[[ Passage to read, beginning ]]

The 16-person list released by Iran's Foreign Ministry includes George William Casey, former commander of American forces in Iraq; Joseph Votel, former commander of Centcom; Austin Scott Miller, former commander of American forces in Afghanistan, and ambassador to Lebanon Dorothy Shea, who was appointed by President Joe Biden.

Sanctioned officials from the Donald Trump administration include Sigal Mandelkar, who served as Treasury undersecretary for terrorism and financial intelligence, and former commerce secretary Wilbur Ross.

The sanctions fall on people who “played a role in supporting, organising, imposing and also intensifying” sanctions against Iran, as well as supporting “terrorist acts” against the country and Israel's policy towards Palestinians, the Islamic Republic News Agency said, quoting the Iranian Foreign Ministry.

Iran imposed sanctions on Donald Trump, his secretary of state Mike Pompeo, and eight other people last year. In January, Iran put more than 50 Americans under sanctions for their alleged roles in killing Iranian general Qassem Suleimani in Iraq in 2020.

Iran's sanctions ban the persons concerned from travel to the country and possible confiscation of their assets in Iran. They are seen as symbolic as the Americans do not have any assets in Iran.

The latest sanctions were applied amid a lull in efforts to revive the 2015 nuclear pact between Iran and world powers under which international sanctions on Tehran were lifted in exchange for curbs on its nuclear programme.

Mr Trump abandoned the accord in 2018 and reimposed stringent sanctions on Iran.

A new deal appeared close following months of indirect talks in Vienna after Mr Biden took office last year, but the lifting of Washington's terrorist designation on Iran's Islamic Revolutionary Guard Corps paramilitary appears to be a sticking point.

Gen Mark Milley, chairman of the US Joint Chiefs of Staff, told a congressional hearing on Thursday that he believed the Quds Force, the overseas operations arm of the IRGC, should not be dropped from the terrorist list.

[[ Passage to read, end ]]

● **Task 1**
In the report on Iran's sanctions, rewrite the passage starting with "Iran imposed sanctions" and going on through "Iraq in 2020.", changing "eight" to "nine".
● **Task 2**
According to the report on Iran's sanctions, in what year did Mr Trump abandon the nuclear accord?
● **Task 3**
Proceed with the report on Iran's sanctions from the point where it stops.

[[ Excerpted data, beginning ]]

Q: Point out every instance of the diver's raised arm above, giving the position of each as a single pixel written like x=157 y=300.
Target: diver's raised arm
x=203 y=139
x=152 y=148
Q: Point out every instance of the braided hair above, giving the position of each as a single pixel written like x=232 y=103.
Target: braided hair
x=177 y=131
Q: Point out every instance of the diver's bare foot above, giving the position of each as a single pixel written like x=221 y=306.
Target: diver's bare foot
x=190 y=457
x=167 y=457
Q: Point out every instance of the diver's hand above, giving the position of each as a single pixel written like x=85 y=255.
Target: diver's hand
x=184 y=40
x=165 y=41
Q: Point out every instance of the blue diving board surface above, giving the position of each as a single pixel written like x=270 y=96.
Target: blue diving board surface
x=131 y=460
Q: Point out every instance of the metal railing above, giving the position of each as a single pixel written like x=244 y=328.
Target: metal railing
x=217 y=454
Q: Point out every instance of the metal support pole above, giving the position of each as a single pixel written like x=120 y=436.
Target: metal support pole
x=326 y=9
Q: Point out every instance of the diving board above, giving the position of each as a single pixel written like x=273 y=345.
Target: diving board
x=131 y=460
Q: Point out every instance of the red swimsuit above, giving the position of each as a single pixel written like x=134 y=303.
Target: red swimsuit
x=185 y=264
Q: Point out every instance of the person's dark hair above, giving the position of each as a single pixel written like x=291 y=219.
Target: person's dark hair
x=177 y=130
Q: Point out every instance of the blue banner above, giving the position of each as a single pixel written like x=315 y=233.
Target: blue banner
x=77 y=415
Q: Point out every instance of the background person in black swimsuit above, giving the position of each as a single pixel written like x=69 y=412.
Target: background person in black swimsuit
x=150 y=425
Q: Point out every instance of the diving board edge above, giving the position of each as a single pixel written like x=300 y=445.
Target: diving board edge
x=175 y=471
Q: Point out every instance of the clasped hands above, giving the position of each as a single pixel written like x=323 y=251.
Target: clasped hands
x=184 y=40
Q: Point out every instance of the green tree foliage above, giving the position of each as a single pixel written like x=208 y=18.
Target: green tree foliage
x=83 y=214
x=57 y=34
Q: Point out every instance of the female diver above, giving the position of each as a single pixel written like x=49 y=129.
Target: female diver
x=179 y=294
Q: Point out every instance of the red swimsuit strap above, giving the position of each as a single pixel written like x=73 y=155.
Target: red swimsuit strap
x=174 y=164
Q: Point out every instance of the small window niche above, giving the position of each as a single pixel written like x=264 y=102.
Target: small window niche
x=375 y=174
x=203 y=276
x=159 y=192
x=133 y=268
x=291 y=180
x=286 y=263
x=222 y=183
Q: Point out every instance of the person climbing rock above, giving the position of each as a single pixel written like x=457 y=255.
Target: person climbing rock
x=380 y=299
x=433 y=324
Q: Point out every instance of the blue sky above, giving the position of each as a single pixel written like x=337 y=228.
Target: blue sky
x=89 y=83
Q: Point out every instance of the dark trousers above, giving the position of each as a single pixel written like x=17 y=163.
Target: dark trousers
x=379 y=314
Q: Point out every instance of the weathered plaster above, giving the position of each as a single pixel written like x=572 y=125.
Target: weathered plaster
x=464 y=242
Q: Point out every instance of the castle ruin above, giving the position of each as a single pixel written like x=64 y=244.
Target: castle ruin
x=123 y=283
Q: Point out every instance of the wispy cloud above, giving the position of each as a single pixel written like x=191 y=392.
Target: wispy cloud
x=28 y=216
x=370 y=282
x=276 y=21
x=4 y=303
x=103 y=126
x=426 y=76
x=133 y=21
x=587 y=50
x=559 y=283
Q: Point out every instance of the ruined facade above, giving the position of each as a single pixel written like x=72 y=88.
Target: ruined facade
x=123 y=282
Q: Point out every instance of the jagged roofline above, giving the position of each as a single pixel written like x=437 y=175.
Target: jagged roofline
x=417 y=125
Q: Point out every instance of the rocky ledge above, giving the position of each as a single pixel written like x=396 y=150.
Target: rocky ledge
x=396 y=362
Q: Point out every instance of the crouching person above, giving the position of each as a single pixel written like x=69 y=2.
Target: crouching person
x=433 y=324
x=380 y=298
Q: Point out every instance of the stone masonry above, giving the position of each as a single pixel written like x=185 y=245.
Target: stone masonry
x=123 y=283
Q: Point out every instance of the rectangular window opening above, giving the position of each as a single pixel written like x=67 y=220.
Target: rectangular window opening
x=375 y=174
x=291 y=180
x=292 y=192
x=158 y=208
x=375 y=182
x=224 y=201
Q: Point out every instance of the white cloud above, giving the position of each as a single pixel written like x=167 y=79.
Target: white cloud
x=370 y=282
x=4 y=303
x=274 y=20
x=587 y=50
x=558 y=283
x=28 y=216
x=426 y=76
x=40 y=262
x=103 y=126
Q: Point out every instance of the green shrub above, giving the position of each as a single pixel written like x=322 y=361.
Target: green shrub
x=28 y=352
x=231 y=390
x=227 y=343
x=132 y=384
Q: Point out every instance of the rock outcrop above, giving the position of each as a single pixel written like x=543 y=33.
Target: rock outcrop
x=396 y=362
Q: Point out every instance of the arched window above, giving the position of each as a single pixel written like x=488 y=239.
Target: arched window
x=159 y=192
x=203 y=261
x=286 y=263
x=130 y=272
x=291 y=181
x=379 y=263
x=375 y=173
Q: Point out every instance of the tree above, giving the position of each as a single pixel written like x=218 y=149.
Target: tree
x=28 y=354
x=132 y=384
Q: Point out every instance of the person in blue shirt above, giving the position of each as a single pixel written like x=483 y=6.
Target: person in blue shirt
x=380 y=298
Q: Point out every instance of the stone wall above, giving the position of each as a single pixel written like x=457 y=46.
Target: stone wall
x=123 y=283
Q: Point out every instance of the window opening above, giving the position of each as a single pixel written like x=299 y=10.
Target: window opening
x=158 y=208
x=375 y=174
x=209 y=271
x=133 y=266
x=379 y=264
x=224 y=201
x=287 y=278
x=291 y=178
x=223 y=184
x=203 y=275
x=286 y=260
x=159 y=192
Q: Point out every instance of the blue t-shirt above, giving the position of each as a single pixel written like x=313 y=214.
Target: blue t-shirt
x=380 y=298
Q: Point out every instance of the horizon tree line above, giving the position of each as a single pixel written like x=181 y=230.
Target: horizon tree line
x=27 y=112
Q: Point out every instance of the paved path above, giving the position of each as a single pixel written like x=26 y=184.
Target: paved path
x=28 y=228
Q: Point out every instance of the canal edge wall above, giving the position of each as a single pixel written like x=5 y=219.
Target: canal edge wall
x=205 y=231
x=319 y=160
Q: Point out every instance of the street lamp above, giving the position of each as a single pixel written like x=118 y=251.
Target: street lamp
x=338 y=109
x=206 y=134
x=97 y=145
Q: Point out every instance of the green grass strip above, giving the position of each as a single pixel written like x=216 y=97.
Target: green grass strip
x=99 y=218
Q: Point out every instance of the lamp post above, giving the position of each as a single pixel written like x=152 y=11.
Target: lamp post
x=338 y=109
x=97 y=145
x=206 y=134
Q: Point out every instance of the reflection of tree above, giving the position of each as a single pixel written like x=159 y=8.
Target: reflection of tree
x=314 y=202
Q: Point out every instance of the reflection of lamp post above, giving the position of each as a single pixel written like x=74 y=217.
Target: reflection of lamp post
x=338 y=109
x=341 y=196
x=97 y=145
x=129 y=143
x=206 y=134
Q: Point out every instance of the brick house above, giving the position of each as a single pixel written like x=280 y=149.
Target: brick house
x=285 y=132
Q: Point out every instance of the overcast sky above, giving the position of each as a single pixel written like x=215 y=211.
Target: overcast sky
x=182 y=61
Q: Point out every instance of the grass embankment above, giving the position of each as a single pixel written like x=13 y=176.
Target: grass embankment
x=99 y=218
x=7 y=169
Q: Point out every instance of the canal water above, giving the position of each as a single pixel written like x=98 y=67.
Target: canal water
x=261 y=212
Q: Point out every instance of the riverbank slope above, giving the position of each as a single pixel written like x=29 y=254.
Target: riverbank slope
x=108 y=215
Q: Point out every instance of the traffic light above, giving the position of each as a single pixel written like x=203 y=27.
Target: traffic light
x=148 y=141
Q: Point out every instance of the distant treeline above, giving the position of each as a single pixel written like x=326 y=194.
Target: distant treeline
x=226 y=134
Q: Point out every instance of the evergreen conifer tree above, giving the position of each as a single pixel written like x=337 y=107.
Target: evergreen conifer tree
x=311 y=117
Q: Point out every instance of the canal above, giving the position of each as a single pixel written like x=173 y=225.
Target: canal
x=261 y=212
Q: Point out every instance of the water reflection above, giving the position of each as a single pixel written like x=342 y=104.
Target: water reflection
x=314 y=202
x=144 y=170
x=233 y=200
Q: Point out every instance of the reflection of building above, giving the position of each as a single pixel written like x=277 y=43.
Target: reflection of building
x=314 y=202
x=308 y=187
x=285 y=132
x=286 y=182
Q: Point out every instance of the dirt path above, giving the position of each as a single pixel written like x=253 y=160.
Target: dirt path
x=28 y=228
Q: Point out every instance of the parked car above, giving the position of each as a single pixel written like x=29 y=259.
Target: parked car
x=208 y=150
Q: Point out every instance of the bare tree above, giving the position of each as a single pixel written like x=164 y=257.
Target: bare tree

[[ Excerpted data, end ]]

● **Response box 1**
Iran imposed sanctions on Donald Trump, his secretary of state Mike Pompeo, and nine other people last year. In January, Iran put more than 50 Americans under sanctions for their alleged roles in killing Iranian general Qassem Suleimani in Iraq in 2020.

● **Response box 2**
2018

● **Response box 3**
Top US general: Iran's Quds Force should not be delisted as foreign terrorist organisation

Chairman of the Joint Chiefs of Staff General Mark Milley testifies during a Senate Armed Services Committee hearing on Capitol Hill in Washington, DC, April 7, 2022.  (Photo by SAUL LOEB  /  AFP)

Iranian President Ebrahim Raisi said on Saturday that his country would continue nuclear development activities regardless of whether a deal was reached or not.

“Our knowledge and technology in the nuclear field is not reversible. Iran’s research in peaceful nuclear fields will not depend on others’ demands or viewpoints,” Mr Raisi said at a ceremony marking Iran’s national day of nuclear technology.

The head of Iran’s civilian Atomic Energy Organisation, Mohammad Eslami, said Iran planned to build a nuclear power plant with 360-megawatt capacity near the town of Darkhovin in oil-rich Khuzestan province in the south-west.

Iran’s only nuclear power plant, in the southern port city of Bushehr, which has 1,000 MW capacity, went online in 2011 with help from Russia.

The 2015 nuclear deal was intended to prevent Iran from developing atomic weapons, although Iran insists its programme is for peaceful purposes only.

Since the collapse of the agreement, it has gradually increased its uranium enrichment to 60 per cent purity, far above the cap of 3.67 per cent set by the accord and a step from the 90 per cent level required for weapons.